*TREŚĆ ZADANIA*
Proszę podać wszystkie poniższe wpisy wiersz po wierszu jako listę numerowaną, pomijając puste wiersze.
________________
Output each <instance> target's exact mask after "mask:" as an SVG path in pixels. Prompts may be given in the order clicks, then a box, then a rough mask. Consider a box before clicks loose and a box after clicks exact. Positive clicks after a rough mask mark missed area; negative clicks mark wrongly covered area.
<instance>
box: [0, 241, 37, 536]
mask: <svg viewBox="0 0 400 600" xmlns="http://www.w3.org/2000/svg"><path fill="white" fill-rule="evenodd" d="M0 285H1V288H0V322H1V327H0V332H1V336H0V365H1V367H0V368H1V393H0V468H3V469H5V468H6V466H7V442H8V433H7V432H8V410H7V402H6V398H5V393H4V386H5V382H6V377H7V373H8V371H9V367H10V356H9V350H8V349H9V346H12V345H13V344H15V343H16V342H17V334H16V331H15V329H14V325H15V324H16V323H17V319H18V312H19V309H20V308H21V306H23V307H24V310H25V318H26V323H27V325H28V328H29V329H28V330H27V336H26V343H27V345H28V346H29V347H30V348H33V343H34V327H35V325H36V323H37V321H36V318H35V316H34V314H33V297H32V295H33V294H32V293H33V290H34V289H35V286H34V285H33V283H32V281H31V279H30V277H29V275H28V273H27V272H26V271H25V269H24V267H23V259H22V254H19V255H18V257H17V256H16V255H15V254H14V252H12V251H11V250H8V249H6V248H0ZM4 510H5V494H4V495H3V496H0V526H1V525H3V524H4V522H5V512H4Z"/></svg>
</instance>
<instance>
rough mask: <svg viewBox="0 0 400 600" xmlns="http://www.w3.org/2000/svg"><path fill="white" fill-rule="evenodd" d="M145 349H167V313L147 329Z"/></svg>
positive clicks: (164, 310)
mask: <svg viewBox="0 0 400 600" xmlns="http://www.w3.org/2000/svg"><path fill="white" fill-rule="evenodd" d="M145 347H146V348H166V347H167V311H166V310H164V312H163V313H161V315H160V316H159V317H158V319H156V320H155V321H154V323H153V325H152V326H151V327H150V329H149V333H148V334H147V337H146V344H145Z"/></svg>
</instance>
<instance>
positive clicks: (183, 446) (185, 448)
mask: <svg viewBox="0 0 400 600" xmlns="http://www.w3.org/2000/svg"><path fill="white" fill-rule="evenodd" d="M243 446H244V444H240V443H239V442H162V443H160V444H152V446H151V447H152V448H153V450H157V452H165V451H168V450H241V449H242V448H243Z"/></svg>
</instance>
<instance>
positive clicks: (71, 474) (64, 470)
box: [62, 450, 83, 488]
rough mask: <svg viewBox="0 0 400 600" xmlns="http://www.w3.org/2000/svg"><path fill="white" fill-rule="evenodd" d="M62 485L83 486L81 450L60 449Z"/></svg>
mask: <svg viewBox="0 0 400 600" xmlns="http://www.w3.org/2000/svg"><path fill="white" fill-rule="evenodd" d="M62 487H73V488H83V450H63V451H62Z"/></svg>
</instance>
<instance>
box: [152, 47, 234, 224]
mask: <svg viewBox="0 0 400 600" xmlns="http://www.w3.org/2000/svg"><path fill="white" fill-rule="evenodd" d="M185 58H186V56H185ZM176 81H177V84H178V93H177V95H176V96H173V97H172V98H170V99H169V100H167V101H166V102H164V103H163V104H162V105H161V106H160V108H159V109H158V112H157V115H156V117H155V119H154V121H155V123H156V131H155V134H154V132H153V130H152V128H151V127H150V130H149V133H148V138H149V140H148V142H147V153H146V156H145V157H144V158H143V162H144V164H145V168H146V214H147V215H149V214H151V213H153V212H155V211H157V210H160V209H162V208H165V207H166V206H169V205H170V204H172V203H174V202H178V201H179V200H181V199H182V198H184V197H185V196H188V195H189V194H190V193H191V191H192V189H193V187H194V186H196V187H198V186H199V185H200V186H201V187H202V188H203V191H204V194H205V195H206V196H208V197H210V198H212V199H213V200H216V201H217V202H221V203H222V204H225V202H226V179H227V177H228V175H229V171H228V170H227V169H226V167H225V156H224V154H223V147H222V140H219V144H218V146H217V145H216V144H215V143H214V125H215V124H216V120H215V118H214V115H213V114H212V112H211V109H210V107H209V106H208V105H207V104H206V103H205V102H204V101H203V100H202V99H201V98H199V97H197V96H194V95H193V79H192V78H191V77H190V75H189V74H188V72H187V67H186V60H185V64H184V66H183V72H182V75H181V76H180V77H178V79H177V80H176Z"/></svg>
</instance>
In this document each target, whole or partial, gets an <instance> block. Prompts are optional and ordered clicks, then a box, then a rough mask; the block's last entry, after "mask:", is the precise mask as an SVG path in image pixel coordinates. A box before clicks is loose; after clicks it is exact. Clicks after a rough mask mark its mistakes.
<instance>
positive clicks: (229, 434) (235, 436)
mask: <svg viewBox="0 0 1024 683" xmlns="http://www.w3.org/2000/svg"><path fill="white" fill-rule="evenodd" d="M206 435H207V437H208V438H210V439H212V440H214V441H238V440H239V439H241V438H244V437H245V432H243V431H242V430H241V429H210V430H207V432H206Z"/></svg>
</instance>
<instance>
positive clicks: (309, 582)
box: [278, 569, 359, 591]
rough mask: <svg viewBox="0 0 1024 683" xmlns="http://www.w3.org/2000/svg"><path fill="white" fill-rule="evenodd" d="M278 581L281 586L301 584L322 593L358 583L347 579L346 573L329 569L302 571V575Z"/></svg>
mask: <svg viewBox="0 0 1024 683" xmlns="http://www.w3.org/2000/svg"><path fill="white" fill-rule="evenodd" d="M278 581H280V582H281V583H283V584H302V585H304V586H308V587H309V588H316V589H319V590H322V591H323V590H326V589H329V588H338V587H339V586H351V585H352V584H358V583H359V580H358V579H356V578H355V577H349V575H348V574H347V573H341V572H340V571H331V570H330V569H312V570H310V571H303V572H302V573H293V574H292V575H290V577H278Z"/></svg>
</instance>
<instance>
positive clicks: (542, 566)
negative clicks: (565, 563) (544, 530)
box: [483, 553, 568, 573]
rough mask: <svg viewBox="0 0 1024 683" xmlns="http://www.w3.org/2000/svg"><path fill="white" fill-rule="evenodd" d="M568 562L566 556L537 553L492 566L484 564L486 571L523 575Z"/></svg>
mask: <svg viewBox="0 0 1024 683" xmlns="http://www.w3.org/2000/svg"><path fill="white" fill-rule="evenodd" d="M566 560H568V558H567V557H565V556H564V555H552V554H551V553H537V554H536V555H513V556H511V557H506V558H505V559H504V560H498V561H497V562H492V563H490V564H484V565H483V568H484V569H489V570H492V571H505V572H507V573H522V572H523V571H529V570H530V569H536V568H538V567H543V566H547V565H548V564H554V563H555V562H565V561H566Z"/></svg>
________________
*ODPOWIEDŹ*
1. Output each <instance> target's exact mask after "mask:" as an SVG path in pixels. Prompts may be given in the order clicks, then a box, then a rough mask. Consider a box before clicks loose and a box after clicks exact. Positive clicks after a rough mask mark missed area; negative clicks mark wrongly covered area.
2. <instance>
3. box: [0, 241, 37, 536]
4. mask: <svg viewBox="0 0 400 600" xmlns="http://www.w3.org/2000/svg"><path fill="white" fill-rule="evenodd" d="M0 285H1V288H0V322H1V327H0V332H1V336H0V365H1V367H0V368H1V393H0V468H3V469H5V468H6V466H7V442H8V433H7V432H8V410H7V402H6V398H5V393H4V386H5V382H6V377H7V373H8V371H9V367H10V356H9V350H8V349H9V346H12V345H13V344H15V343H16V342H17V334H16V331H15V329H14V325H15V324H16V323H17V319H18V312H19V309H20V308H21V306H23V307H24V310H25V318H26V323H27V325H28V328H29V329H28V330H27V336H26V343H27V345H28V346H29V347H30V348H33V343H34V327H35V325H36V323H37V321H36V318H35V316H34V314H33V297H32V295H33V294H32V293H33V290H34V289H35V286H34V285H33V283H32V281H31V279H30V277H29V275H28V273H27V272H26V271H25V269H24V267H23V259H22V254H19V255H18V257H17V256H16V255H15V254H14V252H12V251H11V250H8V249H6V248H0ZM4 510H5V494H4V495H3V496H0V526H1V525H3V524H4V522H5V512H4Z"/></svg>
5. </instance>
6. <instance>
7. rough mask: <svg viewBox="0 0 400 600" xmlns="http://www.w3.org/2000/svg"><path fill="white" fill-rule="evenodd" d="M145 349H167V313L147 329Z"/></svg>
8. positive clicks: (164, 310)
9. mask: <svg viewBox="0 0 400 600" xmlns="http://www.w3.org/2000/svg"><path fill="white" fill-rule="evenodd" d="M145 347H146V348H166V347H167V311H166V310H164V312H163V313H161V315H160V316H159V317H158V319H156V320H155V321H154V323H153V325H152V326H151V327H150V329H149V333H148V334H147V337H146V344H145Z"/></svg>
10. </instance>
11. <instance>
12. positive clicks: (183, 446) (185, 448)
13. mask: <svg viewBox="0 0 400 600" xmlns="http://www.w3.org/2000/svg"><path fill="white" fill-rule="evenodd" d="M243 446H244V444H240V443H239V442H162V443H160V444H152V446H151V447H152V448H153V450H157V452H165V451H168V450H241V449H242V448H243Z"/></svg>
14. </instance>
15. <instance>
16. positive clicks: (71, 474) (64, 470)
17. box: [62, 450, 83, 488]
18. rough mask: <svg viewBox="0 0 400 600" xmlns="http://www.w3.org/2000/svg"><path fill="white" fill-rule="evenodd" d="M62 485L83 486L81 450L60 449Z"/></svg>
19. mask: <svg viewBox="0 0 400 600" xmlns="http://www.w3.org/2000/svg"><path fill="white" fill-rule="evenodd" d="M62 487H73V488H83V450H63V451H62Z"/></svg>
20. </instance>
21. <instance>
22. box: [152, 47, 234, 224]
23. mask: <svg viewBox="0 0 400 600" xmlns="http://www.w3.org/2000/svg"><path fill="white" fill-rule="evenodd" d="M185 58H186V56H185ZM176 81H177V84H178V93H177V95H176V96H173V97H172V98H170V99H169V100H167V101H166V102H164V103H163V104H162V105H161V106H160V108H159V109H158V112H157V115H156V117H155V119H154V121H155V123H156V131H155V134H154V132H153V130H152V128H151V127H150V130H149V133H148V138H149V140H148V142H147V153H146V156H145V157H144V158H143V162H144V164H145V168H146V214H147V215H149V214H151V213H153V212H155V211H157V210H160V209H162V208H165V207H166V206H169V205H170V204H172V203H174V202H178V201H179V200H181V199H182V198H184V197H185V196H188V195H189V194H190V193H191V191H192V189H193V187H194V186H196V187H198V186H199V185H200V186H201V187H202V188H203V191H204V194H205V195H206V196H208V197H210V198H212V199H213V200H216V201H217V202H221V203H222V204H225V202H226V179H227V177H228V175H229V171H228V170H227V169H226V167H225V156H224V154H223V147H222V140H219V144H218V146H217V145H216V144H215V143H214V125H215V124H216V120H215V118H214V115H213V114H212V112H211V109H210V107H209V106H208V105H207V104H206V103H205V102H204V101H203V100H202V99H201V98H199V97H197V96H194V95H193V79H192V78H191V77H190V75H189V74H188V72H187V67H186V60H185V64H184V66H183V72H182V75H181V76H180V77H178V79H177V80H176Z"/></svg>
24. </instance>
25. In this document each target, whole or partial, gets an <instance> block. Prompts are optional and ordered clicks, then a box, then a rough mask; the block's last entry, after "mask:", is the precise mask as an SVG path in image pixel coordinates. A box before clicks is loose; after clicks it is exact. Clicks after a rough mask mark its mistakes.
26. <instance>
27. positive clicks: (229, 434) (235, 436)
28. mask: <svg viewBox="0 0 1024 683" xmlns="http://www.w3.org/2000/svg"><path fill="white" fill-rule="evenodd" d="M206 435H207V437H208V438H210V439H212V440H214V441H238V440H239V439H241V438H244V437H245V432H243V431H242V430H241V429H210V430H207V432H206Z"/></svg>
29. </instance>
30. <instance>
31. positive clicks: (309, 582)
32. box: [278, 569, 359, 591]
33. rough mask: <svg viewBox="0 0 1024 683" xmlns="http://www.w3.org/2000/svg"><path fill="white" fill-rule="evenodd" d="M278 581L281 586L301 584L322 593L358 583L347 579L346 573L329 569L302 571V575Z"/></svg>
34. mask: <svg viewBox="0 0 1024 683" xmlns="http://www.w3.org/2000/svg"><path fill="white" fill-rule="evenodd" d="M278 581H280V582H281V583H283V584H302V585H304V586H308V587H309V588H316V589H319V590H322V591H323V590H326V589H329V588H338V587H339V586H351V585H352V584H358V583H359V580H358V579H356V578H355V577H349V575H348V574H347V573H341V572H340V571H331V570H330V569H312V570H310V571H303V572H302V573H293V574H292V575H290V577H278Z"/></svg>
35. </instance>
36. <instance>
37. positive clicks: (542, 566)
38. negative clicks: (565, 563) (544, 530)
39. box: [483, 553, 568, 573]
40. rough mask: <svg viewBox="0 0 1024 683" xmlns="http://www.w3.org/2000/svg"><path fill="white" fill-rule="evenodd" d="M568 562L566 556L537 553L492 566L484 564L486 571L523 575Z"/></svg>
41. mask: <svg viewBox="0 0 1024 683" xmlns="http://www.w3.org/2000/svg"><path fill="white" fill-rule="evenodd" d="M566 560H568V558H567V557H565V556H564V555H552V554H551V553H537V554H536V555H513V556H511V557H506V558H505V559H504V560H498V561H497V562H492V563H490V564H484V565H483V568H484V569H489V570H492V571H505V572H507V573H522V572H523V571H529V570H530V569H536V568H538V567H543V566H547V565H548V564H554V563H555V562H565V561H566Z"/></svg>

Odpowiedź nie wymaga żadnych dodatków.